◆ **Your task**
Report each row below that contains the string "surface", copying every such row in full. Case counts.

Excerpts of location labeling data:
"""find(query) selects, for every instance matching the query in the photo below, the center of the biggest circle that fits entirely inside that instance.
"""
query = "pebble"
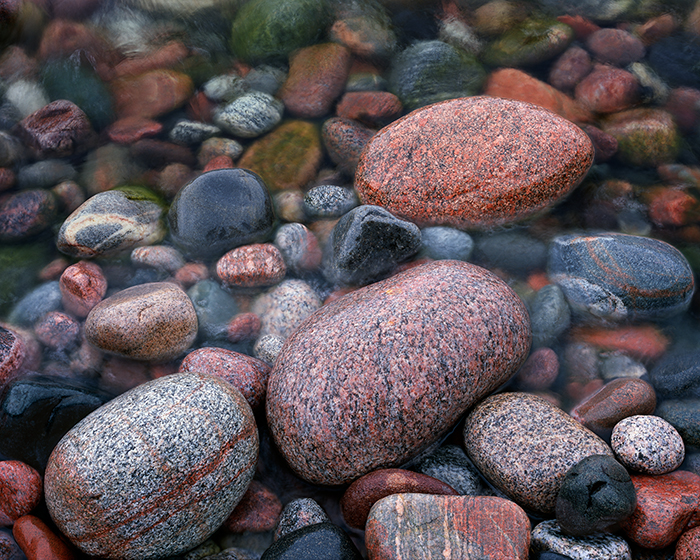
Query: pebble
(247, 374)
(596, 493)
(524, 446)
(547, 536)
(361, 495)
(470, 140)
(449, 526)
(220, 210)
(137, 504)
(153, 322)
(315, 388)
(649, 279)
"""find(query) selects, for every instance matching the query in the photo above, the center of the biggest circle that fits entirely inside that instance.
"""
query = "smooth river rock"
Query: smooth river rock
(377, 376)
(473, 163)
(154, 472)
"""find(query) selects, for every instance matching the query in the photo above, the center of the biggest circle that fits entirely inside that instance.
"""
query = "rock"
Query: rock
(221, 210)
(524, 446)
(112, 222)
(362, 494)
(147, 463)
(613, 276)
(465, 526)
(316, 385)
(154, 322)
(647, 444)
(468, 141)
(596, 493)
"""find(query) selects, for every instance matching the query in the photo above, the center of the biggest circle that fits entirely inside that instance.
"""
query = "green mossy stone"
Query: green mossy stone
(266, 30)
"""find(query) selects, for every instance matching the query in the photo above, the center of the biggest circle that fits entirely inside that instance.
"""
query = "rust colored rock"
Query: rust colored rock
(60, 129)
(447, 527)
(473, 163)
(421, 338)
(83, 285)
(20, 491)
(362, 494)
(258, 511)
(247, 374)
(667, 506)
(317, 76)
(510, 83)
(38, 542)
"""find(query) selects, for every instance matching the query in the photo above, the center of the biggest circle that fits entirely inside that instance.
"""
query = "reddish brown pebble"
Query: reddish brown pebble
(473, 163)
(38, 542)
(667, 506)
(317, 76)
(462, 527)
(249, 375)
(83, 286)
(20, 491)
(258, 511)
(362, 494)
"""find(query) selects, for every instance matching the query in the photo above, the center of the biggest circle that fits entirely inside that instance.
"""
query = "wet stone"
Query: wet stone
(133, 503)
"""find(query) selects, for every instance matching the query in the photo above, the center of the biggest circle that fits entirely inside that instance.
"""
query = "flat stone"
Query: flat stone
(154, 322)
(470, 163)
(446, 527)
(136, 478)
(525, 445)
(444, 328)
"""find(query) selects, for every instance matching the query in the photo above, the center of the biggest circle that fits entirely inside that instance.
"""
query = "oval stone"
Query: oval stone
(156, 471)
(473, 163)
(375, 377)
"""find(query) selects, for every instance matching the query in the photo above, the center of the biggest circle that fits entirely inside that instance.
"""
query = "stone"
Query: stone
(366, 244)
(316, 384)
(221, 210)
(596, 493)
(461, 145)
(247, 374)
(525, 445)
(112, 222)
(614, 276)
(361, 495)
(135, 478)
(465, 526)
(152, 322)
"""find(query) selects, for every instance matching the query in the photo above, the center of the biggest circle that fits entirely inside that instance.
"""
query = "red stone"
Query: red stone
(362, 494)
(667, 506)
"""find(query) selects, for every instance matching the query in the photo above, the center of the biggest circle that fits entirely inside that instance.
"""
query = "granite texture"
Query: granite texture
(155, 471)
(412, 352)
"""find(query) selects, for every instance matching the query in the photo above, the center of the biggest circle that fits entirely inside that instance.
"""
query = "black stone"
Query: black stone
(322, 541)
(596, 493)
(367, 244)
(219, 211)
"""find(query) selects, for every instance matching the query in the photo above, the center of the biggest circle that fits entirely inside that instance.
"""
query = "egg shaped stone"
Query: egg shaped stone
(155, 471)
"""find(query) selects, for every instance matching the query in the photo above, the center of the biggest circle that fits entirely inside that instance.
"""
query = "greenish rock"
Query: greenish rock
(266, 30)
(113, 222)
(533, 42)
(432, 71)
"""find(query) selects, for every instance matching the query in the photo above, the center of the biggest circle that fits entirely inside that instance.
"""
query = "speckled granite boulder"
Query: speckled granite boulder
(433, 340)
(525, 445)
(155, 471)
(154, 322)
(473, 163)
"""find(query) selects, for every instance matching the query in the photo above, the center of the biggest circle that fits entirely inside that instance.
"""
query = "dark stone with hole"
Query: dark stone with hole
(596, 493)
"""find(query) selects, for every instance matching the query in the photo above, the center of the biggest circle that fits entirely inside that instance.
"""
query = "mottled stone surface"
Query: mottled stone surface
(474, 163)
(462, 527)
(155, 471)
(154, 322)
(444, 328)
(525, 445)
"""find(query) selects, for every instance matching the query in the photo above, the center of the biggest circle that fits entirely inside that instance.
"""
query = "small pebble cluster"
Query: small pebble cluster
(380, 279)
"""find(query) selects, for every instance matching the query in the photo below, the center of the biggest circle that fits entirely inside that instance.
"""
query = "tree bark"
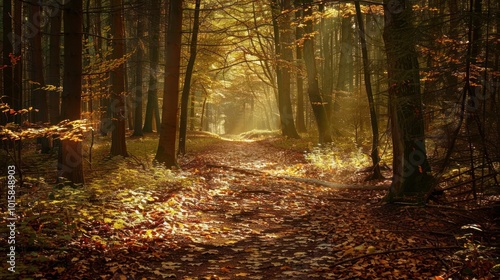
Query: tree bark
(54, 69)
(187, 79)
(313, 90)
(138, 77)
(411, 170)
(168, 133)
(70, 163)
(118, 105)
(152, 109)
(284, 56)
(38, 94)
(17, 85)
(299, 33)
(376, 174)
(7, 73)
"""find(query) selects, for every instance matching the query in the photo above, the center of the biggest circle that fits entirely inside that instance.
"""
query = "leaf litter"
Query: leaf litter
(225, 223)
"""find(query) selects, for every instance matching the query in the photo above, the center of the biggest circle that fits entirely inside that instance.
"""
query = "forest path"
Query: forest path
(264, 227)
(237, 219)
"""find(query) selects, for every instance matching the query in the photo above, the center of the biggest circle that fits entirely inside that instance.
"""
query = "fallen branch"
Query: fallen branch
(333, 185)
(299, 179)
(392, 252)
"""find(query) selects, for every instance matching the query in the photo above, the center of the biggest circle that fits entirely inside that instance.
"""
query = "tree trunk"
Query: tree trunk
(284, 55)
(7, 73)
(154, 45)
(411, 170)
(17, 85)
(299, 33)
(327, 73)
(376, 174)
(168, 133)
(187, 80)
(118, 106)
(313, 90)
(138, 78)
(54, 69)
(70, 163)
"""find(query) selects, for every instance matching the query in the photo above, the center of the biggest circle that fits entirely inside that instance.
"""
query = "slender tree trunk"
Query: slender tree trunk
(70, 163)
(118, 105)
(138, 78)
(411, 170)
(187, 80)
(313, 90)
(299, 33)
(284, 55)
(54, 70)
(38, 95)
(152, 109)
(368, 85)
(327, 73)
(7, 73)
(168, 133)
(17, 85)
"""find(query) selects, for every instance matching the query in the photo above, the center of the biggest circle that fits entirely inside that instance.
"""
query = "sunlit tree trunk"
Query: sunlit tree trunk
(186, 91)
(38, 93)
(54, 69)
(376, 174)
(327, 52)
(137, 89)
(17, 85)
(411, 170)
(313, 90)
(118, 107)
(152, 109)
(284, 55)
(168, 131)
(299, 32)
(7, 73)
(70, 164)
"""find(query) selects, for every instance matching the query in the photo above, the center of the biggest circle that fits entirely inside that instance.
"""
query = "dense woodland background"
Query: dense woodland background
(251, 139)
(413, 82)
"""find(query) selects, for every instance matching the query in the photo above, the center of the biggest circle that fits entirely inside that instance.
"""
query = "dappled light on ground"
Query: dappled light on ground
(229, 213)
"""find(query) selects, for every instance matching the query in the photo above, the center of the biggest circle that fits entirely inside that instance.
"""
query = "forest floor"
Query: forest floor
(235, 215)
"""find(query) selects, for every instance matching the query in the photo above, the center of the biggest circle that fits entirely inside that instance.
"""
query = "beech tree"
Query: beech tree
(70, 163)
(166, 153)
(313, 89)
(7, 73)
(411, 169)
(186, 90)
(283, 40)
(152, 110)
(117, 106)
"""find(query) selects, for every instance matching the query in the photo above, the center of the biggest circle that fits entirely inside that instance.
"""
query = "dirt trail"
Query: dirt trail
(235, 224)
(262, 227)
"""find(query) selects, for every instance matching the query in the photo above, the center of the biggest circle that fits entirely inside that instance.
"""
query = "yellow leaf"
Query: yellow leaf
(120, 224)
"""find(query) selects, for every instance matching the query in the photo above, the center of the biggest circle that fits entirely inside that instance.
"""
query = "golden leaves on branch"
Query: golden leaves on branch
(65, 130)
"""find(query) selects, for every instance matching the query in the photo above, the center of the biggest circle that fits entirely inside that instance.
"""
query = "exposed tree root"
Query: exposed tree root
(392, 252)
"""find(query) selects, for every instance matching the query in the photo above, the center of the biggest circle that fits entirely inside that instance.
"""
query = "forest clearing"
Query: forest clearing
(277, 139)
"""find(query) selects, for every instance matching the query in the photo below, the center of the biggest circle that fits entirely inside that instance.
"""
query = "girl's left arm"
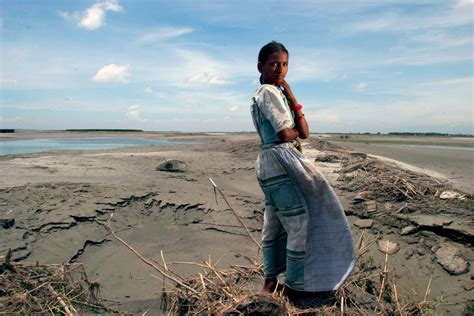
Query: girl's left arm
(301, 126)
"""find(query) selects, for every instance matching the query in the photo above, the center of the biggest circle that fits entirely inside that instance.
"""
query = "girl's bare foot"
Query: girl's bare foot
(270, 285)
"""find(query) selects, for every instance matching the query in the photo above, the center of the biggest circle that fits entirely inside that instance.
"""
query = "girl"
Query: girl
(305, 232)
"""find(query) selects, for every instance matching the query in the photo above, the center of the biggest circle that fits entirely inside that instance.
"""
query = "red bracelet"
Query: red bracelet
(299, 107)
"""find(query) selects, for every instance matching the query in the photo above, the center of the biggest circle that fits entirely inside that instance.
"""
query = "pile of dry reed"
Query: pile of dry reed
(236, 291)
(388, 182)
(31, 288)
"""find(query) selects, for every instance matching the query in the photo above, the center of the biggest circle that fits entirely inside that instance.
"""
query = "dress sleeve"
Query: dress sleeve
(275, 110)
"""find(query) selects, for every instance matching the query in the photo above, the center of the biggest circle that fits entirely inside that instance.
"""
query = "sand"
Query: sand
(61, 200)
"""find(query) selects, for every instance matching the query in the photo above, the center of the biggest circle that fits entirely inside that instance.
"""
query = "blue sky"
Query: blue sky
(356, 66)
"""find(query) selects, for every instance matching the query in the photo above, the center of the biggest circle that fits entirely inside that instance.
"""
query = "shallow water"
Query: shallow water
(86, 143)
(455, 148)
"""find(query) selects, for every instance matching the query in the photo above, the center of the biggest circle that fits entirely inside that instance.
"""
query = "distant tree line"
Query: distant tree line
(104, 130)
(427, 134)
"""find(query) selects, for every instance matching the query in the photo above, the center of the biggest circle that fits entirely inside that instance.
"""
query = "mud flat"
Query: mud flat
(451, 158)
(61, 202)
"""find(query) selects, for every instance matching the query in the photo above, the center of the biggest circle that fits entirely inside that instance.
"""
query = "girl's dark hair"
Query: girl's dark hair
(269, 49)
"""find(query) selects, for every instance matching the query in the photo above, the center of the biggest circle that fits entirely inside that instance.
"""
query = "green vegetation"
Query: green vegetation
(105, 130)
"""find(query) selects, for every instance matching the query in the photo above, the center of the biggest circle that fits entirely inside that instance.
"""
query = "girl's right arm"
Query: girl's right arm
(301, 129)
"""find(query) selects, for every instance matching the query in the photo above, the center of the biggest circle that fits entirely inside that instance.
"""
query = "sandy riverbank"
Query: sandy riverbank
(61, 201)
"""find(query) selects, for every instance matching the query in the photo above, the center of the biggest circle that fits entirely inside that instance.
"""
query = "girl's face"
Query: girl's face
(274, 69)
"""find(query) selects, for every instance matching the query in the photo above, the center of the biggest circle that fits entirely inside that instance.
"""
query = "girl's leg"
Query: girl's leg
(291, 213)
(274, 239)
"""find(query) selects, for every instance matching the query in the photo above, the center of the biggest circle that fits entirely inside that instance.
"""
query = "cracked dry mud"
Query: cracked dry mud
(61, 202)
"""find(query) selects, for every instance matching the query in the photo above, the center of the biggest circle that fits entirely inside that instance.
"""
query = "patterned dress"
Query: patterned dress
(305, 231)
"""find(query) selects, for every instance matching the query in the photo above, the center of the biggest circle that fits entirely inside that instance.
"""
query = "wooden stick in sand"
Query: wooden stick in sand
(151, 264)
(235, 213)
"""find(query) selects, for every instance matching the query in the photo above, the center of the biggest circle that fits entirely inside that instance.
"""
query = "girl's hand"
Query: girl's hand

◆ **The completed task**
query = "mottled stone surface"
Query: mottled stone surface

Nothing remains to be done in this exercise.